• [Instructions to follow]: Beneath this task are the entries; from the line with "where the grey" through the last one, transcribe every line exactly and nothing else, skipping pictures.

[Images for object localization]
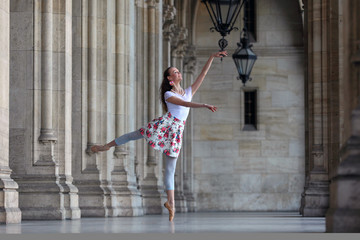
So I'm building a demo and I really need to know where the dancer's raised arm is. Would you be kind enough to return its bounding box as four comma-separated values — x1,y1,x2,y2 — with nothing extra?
191,51,227,96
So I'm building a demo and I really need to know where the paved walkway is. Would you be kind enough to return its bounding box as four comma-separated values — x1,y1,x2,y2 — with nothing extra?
0,212,325,234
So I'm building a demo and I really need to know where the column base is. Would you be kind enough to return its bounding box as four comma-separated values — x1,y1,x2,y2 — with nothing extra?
74,180,110,217
0,208,22,224
184,192,196,212
0,167,22,223
111,164,144,216
141,187,166,214
326,208,360,232
175,191,188,213
300,180,329,217
16,175,80,220
141,172,167,215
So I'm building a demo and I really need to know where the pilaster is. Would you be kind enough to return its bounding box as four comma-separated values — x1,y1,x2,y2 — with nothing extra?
10,0,80,220
326,0,360,232
301,0,339,216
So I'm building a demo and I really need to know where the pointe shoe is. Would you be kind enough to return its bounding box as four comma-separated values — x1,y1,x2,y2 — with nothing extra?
164,201,175,222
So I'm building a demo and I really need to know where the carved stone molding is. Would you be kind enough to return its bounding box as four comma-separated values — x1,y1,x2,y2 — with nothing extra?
162,4,176,41
163,22,176,41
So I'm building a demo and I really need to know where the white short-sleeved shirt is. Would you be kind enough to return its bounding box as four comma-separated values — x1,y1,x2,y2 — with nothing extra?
164,86,192,121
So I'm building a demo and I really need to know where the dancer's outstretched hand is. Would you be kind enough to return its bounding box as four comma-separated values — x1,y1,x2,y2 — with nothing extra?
213,51,228,58
204,104,218,112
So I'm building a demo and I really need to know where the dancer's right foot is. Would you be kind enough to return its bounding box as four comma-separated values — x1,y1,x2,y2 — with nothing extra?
90,145,110,153
164,201,175,222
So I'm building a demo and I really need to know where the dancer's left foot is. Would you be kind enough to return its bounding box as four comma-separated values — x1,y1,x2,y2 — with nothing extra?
91,145,110,153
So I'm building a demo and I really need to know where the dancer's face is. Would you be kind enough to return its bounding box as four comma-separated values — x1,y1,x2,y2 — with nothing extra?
167,67,182,84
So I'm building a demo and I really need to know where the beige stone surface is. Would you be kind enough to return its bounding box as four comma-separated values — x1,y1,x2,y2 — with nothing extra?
193,0,305,211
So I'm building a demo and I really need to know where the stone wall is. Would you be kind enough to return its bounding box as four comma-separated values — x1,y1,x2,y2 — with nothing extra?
193,0,305,211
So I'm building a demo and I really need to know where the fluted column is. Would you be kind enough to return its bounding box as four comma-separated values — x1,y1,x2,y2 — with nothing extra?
300,0,339,217
110,0,143,217
55,0,81,220
0,0,21,224
140,0,165,215
85,0,99,166
34,0,57,168
73,0,109,217
38,0,56,144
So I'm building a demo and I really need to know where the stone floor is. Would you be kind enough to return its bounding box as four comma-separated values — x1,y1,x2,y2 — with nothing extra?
0,212,325,234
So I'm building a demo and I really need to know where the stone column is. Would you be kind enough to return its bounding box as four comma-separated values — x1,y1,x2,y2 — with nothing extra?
55,0,81,220
110,0,143,217
326,0,360,232
141,0,165,215
73,0,109,217
0,0,21,224
183,52,197,212
34,0,57,167
300,0,339,217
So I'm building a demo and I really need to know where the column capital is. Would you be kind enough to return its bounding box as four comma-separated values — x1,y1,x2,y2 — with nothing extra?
184,58,197,74
184,45,197,74
163,4,176,23
171,27,188,57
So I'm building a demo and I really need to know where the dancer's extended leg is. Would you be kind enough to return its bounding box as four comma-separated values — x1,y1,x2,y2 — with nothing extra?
91,130,143,153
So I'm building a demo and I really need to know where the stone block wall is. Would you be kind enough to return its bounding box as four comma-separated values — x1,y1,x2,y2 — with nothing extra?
193,0,305,211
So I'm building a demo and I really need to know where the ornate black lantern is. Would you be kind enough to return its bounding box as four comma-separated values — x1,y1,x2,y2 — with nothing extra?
232,16,257,86
201,0,246,51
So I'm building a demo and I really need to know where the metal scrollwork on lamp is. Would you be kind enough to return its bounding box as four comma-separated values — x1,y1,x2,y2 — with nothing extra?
201,0,246,51
202,0,257,85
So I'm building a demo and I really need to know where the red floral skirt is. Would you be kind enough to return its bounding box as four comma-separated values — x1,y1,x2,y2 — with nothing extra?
139,112,186,158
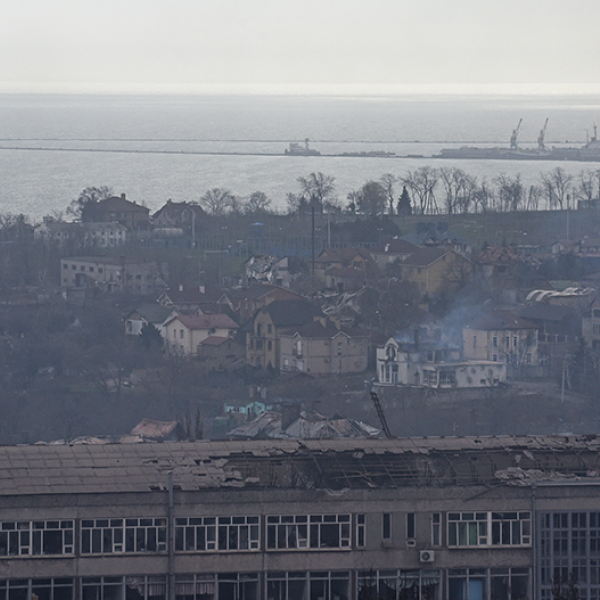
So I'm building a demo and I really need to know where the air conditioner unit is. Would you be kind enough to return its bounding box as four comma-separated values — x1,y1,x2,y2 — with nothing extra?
420,550,435,563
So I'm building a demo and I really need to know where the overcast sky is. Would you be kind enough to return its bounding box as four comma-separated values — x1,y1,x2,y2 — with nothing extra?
2,0,600,92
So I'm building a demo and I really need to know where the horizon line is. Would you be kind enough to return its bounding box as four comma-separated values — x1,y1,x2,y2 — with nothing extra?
1,82,600,96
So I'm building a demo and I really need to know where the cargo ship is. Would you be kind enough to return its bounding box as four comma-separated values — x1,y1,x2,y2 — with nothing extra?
284,139,321,156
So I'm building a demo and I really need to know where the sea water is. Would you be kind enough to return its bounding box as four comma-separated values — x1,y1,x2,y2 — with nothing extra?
1,91,600,220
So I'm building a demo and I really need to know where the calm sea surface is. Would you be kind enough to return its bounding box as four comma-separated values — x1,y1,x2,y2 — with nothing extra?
1,92,600,219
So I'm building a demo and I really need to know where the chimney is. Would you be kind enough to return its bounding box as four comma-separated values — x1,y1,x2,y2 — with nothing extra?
121,193,126,200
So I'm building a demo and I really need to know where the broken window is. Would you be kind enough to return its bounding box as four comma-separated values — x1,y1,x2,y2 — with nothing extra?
448,512,531,548
358,569,439,600
216,516,259,551
81,518,166,554
267,515,350,550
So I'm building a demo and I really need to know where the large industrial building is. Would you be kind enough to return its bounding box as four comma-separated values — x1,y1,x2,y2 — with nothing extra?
0,436,599,600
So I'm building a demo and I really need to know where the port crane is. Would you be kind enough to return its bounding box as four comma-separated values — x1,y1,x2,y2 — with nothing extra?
510,118,523,150
538,118,549,151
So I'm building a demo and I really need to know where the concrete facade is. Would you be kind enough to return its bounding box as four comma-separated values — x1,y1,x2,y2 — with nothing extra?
0,437,598,600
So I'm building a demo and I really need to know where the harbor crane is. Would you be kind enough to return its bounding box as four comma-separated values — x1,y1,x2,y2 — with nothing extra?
538,118,549,151
510,118,523,150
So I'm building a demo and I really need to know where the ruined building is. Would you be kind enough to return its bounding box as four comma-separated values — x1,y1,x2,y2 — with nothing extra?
0,436,599,600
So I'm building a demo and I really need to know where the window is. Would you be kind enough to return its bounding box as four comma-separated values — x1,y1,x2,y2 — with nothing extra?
180,329,184,339
356,514,365,548
448,568,529,600
81,518,167,554
0,520,74,556
447,512,531,548
217,572,258,600
175,516,259,552
439,370,456,385
267,515,350,550
473,335,477,348
267,341,272,351
0,578,75,600
174,574,215,600
382,513,392,541
82,575,167,600
267,324,272,334
358,569,440,600
431,513,441,546
267,571,348,600
337,342,342,356
513,336,518,348
406,513,415,540
493,336,498,347
217,516,260,551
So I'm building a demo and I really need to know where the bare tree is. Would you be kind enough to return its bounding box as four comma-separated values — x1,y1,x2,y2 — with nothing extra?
296,172,336,212
541,167,573,210
494,173,524,212
439,167,477,214
574,169,597,206
200,188,236,217
473,180,493,214
401,167,439,214
244,191,272,215
379,173,397,215
526,184,543,211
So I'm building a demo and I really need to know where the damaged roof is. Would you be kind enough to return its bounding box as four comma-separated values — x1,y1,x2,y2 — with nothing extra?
1,435,600,496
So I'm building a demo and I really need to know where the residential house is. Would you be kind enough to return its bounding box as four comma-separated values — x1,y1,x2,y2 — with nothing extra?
162,313,238,356
394,247,473,297
158,286,234,315
369,237,420,269
376,334,507,388
244,255,291,288
401,221,473,255
82,222,128,248
227,284,305,323
151,200,207,234
314,247,378,292
84,194,150,230
279,319,370,376
34,221,127,249
246,299,323,369
196,335,245,371
60,257,167,295
124,304,173,336
463,310,539,373
516,304,581,371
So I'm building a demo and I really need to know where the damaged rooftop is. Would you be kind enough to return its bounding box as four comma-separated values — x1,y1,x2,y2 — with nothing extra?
2,435,600,496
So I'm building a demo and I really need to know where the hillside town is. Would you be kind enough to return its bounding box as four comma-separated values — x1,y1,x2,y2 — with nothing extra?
2,158,600,600
0,178,599,447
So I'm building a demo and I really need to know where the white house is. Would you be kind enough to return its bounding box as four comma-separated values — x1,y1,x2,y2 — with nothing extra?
376,336,506,388
162,313,238,355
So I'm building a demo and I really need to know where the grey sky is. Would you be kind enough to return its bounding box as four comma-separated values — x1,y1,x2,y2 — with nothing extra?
2,0,599,90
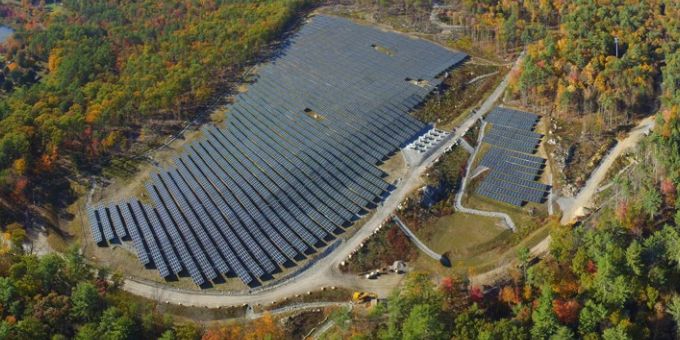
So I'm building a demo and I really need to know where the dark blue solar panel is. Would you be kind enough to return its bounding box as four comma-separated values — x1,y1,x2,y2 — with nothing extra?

• [Result of the task]:
So I'm building a demo and I really need to know where the grey sky is. Would you be kind enough to return its bounding box as four comma-separated values — x1,y1,x2,y2 — with nothing extra?
2,0,599,90
So I'm building a demo and I really need to know where the dark blue solar panel is. Would you be kind enough to return its bounding box as four comma-separated values — x1,y1,x2,y2 — with nothing extra?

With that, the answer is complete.